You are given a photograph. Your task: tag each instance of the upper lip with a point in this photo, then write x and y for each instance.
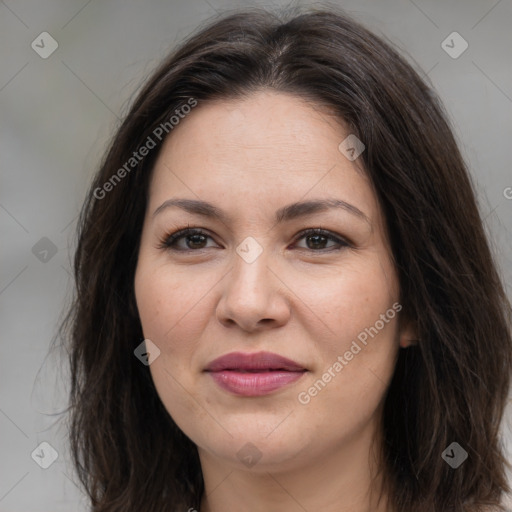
(254, 361)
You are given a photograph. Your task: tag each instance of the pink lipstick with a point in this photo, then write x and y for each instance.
(254, 374)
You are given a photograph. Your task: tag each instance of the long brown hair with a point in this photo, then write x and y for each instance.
(451, 387)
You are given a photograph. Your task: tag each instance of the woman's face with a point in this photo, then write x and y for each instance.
(253, 283)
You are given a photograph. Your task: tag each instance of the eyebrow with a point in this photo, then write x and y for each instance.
(284, 214)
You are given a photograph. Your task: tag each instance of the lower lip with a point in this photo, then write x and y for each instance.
(254, 384)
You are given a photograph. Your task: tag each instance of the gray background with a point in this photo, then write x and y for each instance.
(57, 115)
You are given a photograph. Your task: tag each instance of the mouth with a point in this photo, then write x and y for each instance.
(255, 374)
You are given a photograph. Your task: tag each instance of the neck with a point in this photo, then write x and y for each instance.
(341, 479)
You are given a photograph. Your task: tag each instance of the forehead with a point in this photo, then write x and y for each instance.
(258, 152)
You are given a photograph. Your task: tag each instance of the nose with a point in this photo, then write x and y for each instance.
(254, 298)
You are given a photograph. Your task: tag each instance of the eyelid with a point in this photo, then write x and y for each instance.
(166, 242)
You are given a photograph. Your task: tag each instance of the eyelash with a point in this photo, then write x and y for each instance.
(169, 240)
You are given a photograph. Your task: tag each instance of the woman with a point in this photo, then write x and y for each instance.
(285, 297)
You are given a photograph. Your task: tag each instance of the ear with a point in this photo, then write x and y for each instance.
(408, 334)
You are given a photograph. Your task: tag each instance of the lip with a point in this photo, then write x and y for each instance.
(254, 374)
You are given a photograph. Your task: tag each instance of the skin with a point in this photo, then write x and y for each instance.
(300, 298)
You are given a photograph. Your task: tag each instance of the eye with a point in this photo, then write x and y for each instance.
(318, 238)
(196, 239)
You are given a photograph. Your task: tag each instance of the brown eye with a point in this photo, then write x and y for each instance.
(316, 240)
(195, 239)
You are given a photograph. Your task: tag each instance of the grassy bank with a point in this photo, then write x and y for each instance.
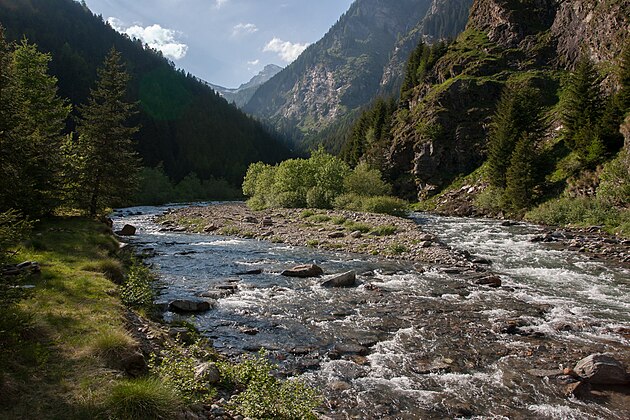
(57, 363)
(66, 351)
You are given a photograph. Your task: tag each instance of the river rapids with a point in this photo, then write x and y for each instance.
(411, 341)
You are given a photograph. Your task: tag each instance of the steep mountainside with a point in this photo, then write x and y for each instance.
(186, 126)
(442, 133)
(241, 95)
(360, 57)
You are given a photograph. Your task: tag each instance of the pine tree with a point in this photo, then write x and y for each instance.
(583, 104)
(107, 164)
(518, 112)
(40, 116)
(521, 176)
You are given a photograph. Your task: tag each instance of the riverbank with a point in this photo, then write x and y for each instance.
(334, 230)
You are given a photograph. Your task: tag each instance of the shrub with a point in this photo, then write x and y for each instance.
(319, 218)
(365, 181)
(177, 367)
(384, 230)
(354, 226)
(137, 291)
(110, 267)
(265, 396)
(385, 205)
(143, 398)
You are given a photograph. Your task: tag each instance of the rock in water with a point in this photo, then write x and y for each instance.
(303, 271)
(602, 369)
(342, 280)
(127, 230)
(189, 305)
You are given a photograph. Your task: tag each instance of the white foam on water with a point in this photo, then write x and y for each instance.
(560, 412)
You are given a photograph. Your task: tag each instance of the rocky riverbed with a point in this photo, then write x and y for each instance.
(354, 232)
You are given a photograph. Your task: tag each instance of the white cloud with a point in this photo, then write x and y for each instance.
(286, 50)
(155, 36)
(244, 28)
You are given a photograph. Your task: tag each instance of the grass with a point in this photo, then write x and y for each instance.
(143, 399)
(353, 226)
(384, 230)
(64, 332)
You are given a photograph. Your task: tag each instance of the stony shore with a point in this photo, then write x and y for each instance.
(362, 233)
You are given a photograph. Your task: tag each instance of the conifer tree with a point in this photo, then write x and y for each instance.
(40, 118)
(107, 163)
(583, 105)
(521, 176)
(518, 112)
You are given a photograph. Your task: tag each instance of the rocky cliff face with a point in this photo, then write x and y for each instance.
(443, 133)
(361, 56)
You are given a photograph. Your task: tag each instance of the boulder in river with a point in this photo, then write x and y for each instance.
(304, 271)
(342, 280)
(127, 230)
(189, 305)
(602, 369)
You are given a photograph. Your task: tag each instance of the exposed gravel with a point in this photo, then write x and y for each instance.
(346, 231)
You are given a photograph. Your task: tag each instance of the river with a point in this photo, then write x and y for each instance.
(410, 341)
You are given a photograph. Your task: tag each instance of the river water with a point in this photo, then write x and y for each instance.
(410, 341)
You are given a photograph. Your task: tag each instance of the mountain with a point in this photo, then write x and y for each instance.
(361, 57)
(441, 132)
(185, 125)
(241, 95)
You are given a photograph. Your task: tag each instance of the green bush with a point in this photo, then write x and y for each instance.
(581, 212)
(137, 291)
(366, 181)
(379, 204)
(177, 367)
(385, 230)
(143, 398)
(265, 396)
(614, 187)
(354, 226)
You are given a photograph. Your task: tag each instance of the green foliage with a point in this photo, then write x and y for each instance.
(137, 291)
(364, 180)
(379, 204)
(581, 212)
(33, 119)
(518, 113)
(370, 133)
(112, 268)
(521, 177)
(178, 367)
(143, 399)
(384, 230)
(614, 187)
(266, 397)
(106, 164)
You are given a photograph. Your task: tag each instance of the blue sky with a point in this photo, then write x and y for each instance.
(225, 42)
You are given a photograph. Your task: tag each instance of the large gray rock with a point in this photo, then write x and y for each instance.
(342, 280)
(127, 230)
(189, 305)
(602, 369)
(303, 271)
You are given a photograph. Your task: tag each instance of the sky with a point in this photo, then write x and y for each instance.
(224, 42)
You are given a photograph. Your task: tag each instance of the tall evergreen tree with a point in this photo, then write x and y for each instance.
(518, 112)
(40, 116)
(107, 162)
(583, 105)
(521, 176)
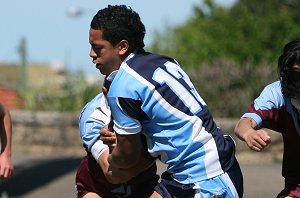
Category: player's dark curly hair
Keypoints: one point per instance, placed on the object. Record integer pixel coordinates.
(119, 22)
(289, 75)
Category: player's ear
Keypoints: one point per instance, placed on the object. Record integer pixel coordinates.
(123, 47)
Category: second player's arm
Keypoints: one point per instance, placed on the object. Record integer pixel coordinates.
(256, 140)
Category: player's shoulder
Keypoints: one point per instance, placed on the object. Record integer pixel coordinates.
(93, 104)
(272, 94)
(273, 89)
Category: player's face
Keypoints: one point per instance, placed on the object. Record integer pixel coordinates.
(105, 56)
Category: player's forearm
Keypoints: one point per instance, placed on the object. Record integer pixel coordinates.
(120, 159)
(244, 127)
(5, 132)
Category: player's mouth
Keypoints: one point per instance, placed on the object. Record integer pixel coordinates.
(98, 66)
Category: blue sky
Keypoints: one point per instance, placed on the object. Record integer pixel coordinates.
(56, 38)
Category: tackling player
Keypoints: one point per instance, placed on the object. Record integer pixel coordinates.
(278, 108)
(151, 95)
(95, 177)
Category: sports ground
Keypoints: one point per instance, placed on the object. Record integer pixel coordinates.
(53, 176)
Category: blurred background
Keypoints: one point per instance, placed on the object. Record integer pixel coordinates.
(228, 47)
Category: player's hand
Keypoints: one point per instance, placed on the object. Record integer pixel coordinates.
(257, 140)
(108, 137)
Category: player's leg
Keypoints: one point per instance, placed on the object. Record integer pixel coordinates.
(155, 195)
(143, 185)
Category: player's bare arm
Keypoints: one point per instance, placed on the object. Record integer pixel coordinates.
(6, 166)
(256, 139)
(128, 151)
(120, 175)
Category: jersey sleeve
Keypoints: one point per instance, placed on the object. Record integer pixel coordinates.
(94, 116)
(266, 107)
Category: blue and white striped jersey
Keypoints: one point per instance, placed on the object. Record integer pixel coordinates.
(152, 94)
(93, 117)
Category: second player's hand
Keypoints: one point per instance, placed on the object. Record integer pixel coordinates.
(257, 140)
(108, 137)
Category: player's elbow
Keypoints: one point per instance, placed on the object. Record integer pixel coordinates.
(123, 161)
(113, 179)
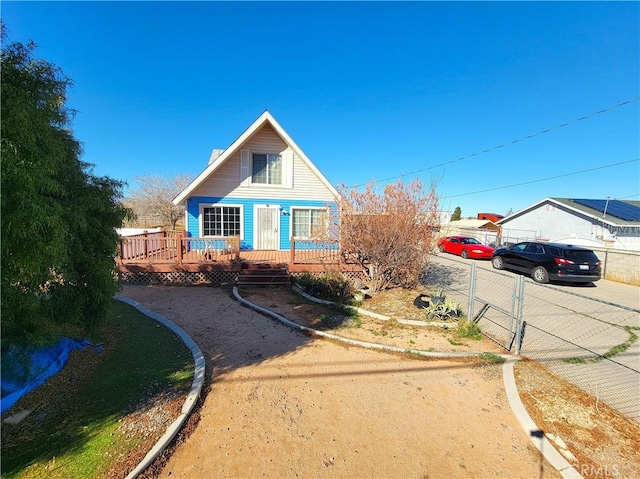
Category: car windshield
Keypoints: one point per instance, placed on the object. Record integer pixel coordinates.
(469, 241)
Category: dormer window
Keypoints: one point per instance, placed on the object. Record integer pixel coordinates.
(266, 169)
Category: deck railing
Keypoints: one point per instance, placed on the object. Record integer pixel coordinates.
(305, 251)
(167, 247)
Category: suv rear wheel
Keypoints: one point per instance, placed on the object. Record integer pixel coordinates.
(540, 275)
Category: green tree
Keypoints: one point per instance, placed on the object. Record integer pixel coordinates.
(57, 219)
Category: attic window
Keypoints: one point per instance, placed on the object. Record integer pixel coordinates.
(266, 169)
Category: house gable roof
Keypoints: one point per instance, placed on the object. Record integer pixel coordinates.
(265, 118)
(578, 208)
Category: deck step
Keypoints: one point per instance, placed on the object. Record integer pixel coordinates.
(264, 276)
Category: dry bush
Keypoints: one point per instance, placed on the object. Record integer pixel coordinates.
(390, 234)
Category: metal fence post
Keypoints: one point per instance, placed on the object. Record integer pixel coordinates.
(472, 291)
(520, 319)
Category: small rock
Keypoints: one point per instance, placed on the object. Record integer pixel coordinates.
(568, 455)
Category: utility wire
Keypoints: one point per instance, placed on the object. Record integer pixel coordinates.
(545, 179)
(509, 143)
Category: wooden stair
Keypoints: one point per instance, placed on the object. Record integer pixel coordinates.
(267, 274)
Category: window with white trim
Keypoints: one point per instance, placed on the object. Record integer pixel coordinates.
(266, 169)
(308, 223)
(221, 221)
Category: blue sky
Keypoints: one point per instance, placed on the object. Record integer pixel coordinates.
(369, 90)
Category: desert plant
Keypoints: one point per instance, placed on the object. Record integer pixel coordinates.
(469, 329)
(443, 310)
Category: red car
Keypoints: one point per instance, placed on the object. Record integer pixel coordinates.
(465, 246)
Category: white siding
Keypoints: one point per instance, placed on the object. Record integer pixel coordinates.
(225, 182)
(550, 222)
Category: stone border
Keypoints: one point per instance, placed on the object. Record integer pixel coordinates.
(381, 317)
(541, 443)
(548, 451)
(192, 397)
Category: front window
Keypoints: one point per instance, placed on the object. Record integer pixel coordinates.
(221, 221)
(308, 223)
(267, 169)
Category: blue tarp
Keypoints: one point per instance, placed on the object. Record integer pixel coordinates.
(24, 369)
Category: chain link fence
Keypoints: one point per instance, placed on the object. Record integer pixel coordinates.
(590, 342)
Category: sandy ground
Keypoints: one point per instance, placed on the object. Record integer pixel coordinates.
(283, 404)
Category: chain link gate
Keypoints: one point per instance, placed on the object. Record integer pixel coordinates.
(500, 317)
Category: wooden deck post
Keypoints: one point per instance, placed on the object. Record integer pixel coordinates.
(292, 251)
(179, 248)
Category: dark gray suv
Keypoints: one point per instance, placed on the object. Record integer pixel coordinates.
(549, 262)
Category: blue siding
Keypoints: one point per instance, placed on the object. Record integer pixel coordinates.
(193, 220)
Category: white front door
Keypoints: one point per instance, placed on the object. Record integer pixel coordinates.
(267, 227)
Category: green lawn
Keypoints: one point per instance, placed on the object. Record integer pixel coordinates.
(72, 430)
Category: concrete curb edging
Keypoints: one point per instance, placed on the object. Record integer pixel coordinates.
(353, 342)
(192, 397)
(548, 451)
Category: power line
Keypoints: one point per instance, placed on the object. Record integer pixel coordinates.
(509, 143)
(545, 179)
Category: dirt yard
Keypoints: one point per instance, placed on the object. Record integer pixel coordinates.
(284, 404)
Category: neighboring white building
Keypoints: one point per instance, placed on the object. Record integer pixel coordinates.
(586, 222)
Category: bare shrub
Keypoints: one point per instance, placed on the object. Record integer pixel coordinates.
(390, 234)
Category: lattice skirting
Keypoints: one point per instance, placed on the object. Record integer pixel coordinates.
(180, 277)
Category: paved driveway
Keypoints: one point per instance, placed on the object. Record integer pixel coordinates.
(568, 327)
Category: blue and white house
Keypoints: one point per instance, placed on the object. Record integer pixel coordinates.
(262, 188)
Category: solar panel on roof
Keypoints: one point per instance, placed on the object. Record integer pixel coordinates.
(617, 208)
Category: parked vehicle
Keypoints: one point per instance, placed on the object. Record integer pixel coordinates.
(549, 262)
(465, 246)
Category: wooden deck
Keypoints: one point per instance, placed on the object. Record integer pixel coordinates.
(166, 253)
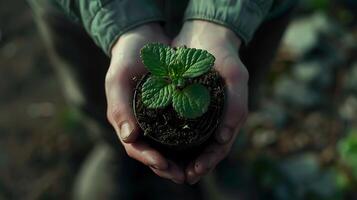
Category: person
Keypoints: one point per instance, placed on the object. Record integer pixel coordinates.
(95, 47)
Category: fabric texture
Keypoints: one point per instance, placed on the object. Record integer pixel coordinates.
(106, 20)
(241, 16)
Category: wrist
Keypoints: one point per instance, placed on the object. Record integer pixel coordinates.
(148, 30)
(217, 31)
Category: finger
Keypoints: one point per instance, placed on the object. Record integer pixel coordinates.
(173, 172)
(119, 91)
(191, 176)
(236, 107)
(143, 153)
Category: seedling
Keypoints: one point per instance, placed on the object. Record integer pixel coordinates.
(171, 80)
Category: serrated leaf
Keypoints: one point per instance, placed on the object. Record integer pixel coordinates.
(192, 101)
(195, 61)
(156, 92)
(157, 58)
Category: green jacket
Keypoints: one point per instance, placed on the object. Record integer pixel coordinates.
(106, 20)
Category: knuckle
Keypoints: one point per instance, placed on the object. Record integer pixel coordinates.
(130, 154)
(237, 74)
(114, 114)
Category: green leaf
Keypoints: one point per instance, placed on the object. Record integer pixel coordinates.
(195, 61)
(157, 58)
(192, 101)
(156, 92)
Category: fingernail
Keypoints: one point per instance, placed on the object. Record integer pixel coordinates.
(176, 181)
(155, 167)
(125, 130)
(194, 181)
(225, 135)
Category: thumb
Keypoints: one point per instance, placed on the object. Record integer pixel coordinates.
(120, 113)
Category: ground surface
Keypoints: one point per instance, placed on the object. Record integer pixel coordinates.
(301, 143)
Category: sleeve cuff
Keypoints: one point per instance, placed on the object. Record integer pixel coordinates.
(243, 17)
(117, 17)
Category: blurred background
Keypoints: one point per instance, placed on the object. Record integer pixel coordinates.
(301, 143)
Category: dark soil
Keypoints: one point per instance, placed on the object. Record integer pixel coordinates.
(165, 127)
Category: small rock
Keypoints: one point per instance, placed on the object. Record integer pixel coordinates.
(314, 73)
(296, 94)
(302, 34)
(263, 138)
(275, 113)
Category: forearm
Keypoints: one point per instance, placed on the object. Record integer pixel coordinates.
(106, 22)
(243, 17)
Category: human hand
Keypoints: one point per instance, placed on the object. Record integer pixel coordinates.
(119, 86)
(224, 45)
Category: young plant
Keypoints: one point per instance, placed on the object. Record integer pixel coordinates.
(170, 71)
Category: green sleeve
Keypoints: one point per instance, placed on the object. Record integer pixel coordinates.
(243, 17)
(106, 20)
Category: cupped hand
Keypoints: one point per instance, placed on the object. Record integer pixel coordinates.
(224, 45)
(119, 86)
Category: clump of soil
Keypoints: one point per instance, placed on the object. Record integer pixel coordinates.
(167, 128)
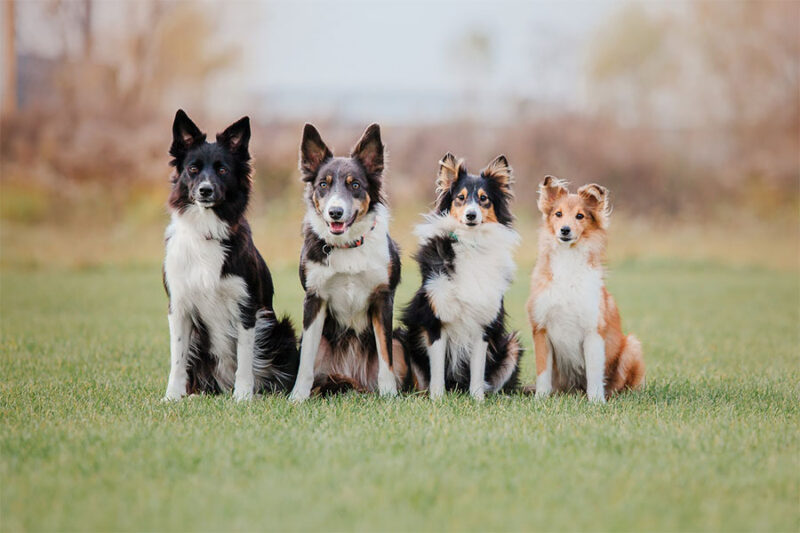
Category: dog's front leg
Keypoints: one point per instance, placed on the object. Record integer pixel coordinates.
(544, 363)
(313, 321)
(244, 385)
(477, 369)
(180, 331)
(594, 353)
(436, 353)
(381, 317)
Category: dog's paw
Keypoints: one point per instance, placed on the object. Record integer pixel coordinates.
(387, 385)
(242, 394)
(299, 395)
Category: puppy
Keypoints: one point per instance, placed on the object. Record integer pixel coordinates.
(577, 333)
(454, 332)
(349, 268)
(223, 331)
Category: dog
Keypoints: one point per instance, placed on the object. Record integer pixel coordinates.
(349, 269)
(223, 330)
(577, 332)
(453, 330)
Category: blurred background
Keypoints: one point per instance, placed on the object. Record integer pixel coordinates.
(688, 111)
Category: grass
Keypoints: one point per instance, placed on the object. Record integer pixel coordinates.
(711, 442)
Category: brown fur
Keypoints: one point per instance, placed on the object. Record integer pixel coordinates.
(624, 367)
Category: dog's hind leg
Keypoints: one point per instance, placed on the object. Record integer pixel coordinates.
(314, 313)
(180, 330)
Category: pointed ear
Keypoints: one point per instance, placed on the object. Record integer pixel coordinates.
(236, 136)
(550, 190)
(369, 150)
(313, 152)
(500, 172)
(185, 134)
(449, 169)
(596, 198)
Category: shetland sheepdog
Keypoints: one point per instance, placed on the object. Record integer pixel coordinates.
(577, 332)
(223, 330)
(454, 334)
(349, 269)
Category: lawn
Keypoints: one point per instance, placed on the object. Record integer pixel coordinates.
(711, 442)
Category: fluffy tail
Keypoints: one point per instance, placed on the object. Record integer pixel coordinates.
(505, 376)
(629, 373)
(276, 356)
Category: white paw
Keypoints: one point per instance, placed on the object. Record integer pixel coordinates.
(597, 397)
(242, 393)
(172, 395)
(387, 385)
(299, 394)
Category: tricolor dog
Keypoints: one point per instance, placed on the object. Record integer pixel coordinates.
(454, 332)
(577, 332)
(349, 268)
(223, 330)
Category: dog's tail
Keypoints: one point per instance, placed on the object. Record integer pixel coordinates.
(505, 377)
(276, 357)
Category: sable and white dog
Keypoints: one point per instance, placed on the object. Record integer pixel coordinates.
(349, 268)
(223, 330)
(577, 332)
(454, 332)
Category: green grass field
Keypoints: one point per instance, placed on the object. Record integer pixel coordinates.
(711, 442)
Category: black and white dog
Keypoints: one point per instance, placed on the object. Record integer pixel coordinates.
(223, 330)
(349, 268)
(454, 333)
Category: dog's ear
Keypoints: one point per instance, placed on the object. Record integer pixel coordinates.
(313, 152)
(550, 190)
(236, 137)
(369, 150)
(500, 172)
(449, 170)
(596, 198)
(185, 134)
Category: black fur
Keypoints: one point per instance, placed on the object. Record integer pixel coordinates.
(226, 166)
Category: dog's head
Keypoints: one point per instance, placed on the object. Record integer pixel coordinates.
(342, 190)
(209, 174)
(475, 200)
(570, 217)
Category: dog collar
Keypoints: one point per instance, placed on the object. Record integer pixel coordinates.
(328, 248)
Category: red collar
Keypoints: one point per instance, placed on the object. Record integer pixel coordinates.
(328, 248)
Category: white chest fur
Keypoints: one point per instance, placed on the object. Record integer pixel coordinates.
(569, 307)
(469, 299)
(193, 267)
(351, 275)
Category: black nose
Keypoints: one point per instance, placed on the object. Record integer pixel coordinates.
(336, 212)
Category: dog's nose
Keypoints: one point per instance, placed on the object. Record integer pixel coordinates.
(336, 212)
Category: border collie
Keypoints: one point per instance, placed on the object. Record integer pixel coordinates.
(577, 332)
(223, 331)
(349, 268)
(454, 331)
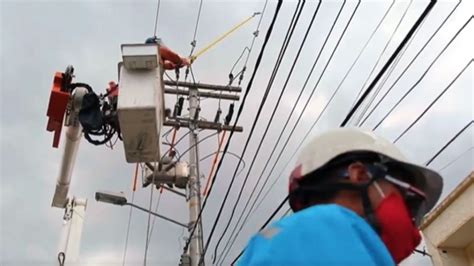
******************************
About this exercise: Of all the lines above, tally those with the word "leaf". Write the total only.

Answer section: 2